• **Entries shown**
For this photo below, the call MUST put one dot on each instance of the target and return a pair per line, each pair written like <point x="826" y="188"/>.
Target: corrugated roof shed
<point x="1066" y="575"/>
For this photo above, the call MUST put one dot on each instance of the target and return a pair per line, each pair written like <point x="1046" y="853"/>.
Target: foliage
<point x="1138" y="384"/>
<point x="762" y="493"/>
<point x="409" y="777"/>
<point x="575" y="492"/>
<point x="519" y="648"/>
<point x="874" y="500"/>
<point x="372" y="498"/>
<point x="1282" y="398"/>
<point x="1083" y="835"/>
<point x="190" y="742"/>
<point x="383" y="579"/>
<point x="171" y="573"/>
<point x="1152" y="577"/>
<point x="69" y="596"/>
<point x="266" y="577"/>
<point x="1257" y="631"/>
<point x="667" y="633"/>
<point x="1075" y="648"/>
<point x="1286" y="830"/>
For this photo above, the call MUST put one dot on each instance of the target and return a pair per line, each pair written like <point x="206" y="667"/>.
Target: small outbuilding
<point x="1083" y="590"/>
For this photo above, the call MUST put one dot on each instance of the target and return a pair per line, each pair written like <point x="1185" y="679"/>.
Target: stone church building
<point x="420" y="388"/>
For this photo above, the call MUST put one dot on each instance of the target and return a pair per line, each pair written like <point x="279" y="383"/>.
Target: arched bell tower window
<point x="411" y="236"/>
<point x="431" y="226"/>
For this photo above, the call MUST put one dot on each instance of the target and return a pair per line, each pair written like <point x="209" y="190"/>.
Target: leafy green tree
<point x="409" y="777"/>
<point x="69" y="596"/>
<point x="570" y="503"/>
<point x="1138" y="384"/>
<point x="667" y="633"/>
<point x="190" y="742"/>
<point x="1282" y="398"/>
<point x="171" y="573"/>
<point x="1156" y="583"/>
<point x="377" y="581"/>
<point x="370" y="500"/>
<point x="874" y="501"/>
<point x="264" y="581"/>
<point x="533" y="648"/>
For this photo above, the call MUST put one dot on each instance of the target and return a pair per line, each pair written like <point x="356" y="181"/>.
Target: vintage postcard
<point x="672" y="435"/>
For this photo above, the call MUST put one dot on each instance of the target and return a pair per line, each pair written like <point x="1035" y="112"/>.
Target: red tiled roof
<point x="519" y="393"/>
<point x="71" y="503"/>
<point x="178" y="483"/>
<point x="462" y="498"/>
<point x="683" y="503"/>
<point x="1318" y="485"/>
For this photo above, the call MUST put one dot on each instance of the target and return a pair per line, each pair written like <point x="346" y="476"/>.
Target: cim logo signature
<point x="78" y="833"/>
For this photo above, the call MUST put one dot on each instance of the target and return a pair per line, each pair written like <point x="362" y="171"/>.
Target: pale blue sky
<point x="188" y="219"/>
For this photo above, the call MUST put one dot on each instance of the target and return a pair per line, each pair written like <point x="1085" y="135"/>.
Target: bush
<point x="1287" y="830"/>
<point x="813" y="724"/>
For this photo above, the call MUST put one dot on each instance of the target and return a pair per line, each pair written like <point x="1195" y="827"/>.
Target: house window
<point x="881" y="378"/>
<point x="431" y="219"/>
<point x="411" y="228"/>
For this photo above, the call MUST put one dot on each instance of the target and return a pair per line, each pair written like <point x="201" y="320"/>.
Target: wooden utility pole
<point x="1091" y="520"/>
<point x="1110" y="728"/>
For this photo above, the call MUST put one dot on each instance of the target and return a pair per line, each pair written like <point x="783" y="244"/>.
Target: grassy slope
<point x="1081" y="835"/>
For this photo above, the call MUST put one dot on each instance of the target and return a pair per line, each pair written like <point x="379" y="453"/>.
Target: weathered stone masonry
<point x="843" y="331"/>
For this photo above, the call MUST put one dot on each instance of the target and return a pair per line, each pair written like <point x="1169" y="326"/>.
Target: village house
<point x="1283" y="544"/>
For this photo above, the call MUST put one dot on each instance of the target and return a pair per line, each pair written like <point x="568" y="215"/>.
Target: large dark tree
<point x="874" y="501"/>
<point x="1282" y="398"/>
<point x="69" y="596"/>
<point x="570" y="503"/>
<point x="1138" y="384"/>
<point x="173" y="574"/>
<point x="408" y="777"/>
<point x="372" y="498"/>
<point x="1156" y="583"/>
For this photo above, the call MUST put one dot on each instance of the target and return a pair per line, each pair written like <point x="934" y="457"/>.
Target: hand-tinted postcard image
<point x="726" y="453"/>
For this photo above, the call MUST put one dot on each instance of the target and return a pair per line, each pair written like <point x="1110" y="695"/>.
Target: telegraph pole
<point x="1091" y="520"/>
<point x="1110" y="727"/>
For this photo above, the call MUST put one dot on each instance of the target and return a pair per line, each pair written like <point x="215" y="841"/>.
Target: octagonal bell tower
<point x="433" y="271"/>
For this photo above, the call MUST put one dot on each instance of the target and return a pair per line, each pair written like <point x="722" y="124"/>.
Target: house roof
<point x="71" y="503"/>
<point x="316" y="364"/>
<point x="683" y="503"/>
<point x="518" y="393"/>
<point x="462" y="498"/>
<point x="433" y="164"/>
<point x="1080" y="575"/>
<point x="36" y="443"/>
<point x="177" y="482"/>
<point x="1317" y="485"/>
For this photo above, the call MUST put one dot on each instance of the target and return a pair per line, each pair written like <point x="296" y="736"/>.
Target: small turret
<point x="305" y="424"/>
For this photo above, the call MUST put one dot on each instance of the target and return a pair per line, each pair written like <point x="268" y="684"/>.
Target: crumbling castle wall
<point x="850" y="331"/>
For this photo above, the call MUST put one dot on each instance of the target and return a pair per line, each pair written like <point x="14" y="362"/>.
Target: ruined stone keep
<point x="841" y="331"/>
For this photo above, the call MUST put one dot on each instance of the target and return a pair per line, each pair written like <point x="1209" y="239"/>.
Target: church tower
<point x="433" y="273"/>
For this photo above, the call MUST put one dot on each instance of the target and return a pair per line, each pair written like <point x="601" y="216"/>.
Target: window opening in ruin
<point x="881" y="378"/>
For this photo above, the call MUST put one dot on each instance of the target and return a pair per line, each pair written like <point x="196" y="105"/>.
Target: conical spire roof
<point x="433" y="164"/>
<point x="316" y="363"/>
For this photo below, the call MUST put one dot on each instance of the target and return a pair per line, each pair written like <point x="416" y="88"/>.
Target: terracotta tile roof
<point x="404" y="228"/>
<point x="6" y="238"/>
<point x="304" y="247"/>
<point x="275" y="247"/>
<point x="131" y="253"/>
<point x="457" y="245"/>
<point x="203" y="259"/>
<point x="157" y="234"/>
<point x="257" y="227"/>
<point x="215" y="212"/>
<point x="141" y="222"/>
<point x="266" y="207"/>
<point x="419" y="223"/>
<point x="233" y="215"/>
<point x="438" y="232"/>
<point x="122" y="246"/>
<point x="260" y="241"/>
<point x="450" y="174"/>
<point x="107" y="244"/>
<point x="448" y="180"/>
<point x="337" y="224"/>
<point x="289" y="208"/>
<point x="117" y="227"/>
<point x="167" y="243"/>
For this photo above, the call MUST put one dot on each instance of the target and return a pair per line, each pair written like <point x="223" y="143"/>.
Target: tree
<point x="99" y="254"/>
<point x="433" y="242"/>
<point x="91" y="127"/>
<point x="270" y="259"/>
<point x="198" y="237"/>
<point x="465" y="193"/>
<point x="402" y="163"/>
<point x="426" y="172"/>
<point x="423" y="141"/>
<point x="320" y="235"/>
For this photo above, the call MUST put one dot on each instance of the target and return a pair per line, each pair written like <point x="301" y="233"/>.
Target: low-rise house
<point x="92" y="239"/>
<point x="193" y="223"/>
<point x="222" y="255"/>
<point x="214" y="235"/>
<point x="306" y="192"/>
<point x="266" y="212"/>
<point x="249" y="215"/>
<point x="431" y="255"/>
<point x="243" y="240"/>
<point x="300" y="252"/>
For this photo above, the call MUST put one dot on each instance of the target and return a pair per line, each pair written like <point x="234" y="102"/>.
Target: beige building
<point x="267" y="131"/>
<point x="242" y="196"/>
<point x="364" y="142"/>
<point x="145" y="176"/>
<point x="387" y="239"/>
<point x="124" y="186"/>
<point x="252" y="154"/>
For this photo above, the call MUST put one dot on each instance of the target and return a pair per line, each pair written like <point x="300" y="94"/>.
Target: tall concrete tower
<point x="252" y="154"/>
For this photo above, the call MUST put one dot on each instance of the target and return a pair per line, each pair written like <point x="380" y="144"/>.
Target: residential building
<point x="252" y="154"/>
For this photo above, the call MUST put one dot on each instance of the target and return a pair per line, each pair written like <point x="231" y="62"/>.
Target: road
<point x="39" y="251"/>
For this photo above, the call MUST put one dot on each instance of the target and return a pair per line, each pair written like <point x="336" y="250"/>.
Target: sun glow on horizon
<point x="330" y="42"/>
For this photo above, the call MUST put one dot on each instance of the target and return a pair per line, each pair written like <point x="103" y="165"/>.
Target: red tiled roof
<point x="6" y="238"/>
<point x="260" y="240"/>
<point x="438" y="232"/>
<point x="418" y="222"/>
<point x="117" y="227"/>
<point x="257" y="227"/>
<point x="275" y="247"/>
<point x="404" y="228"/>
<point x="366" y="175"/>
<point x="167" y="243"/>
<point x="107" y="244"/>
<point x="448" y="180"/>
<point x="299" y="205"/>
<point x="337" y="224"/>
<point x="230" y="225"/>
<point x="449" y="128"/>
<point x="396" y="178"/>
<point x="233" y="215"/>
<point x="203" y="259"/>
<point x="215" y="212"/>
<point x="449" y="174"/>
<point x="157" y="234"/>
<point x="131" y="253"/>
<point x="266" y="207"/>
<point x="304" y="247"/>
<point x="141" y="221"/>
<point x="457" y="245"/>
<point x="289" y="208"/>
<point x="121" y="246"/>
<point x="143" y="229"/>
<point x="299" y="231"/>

• **Requirement**
Count every line in the listing that holds the word "below". Report the count and nothing else.

• **Solution**
2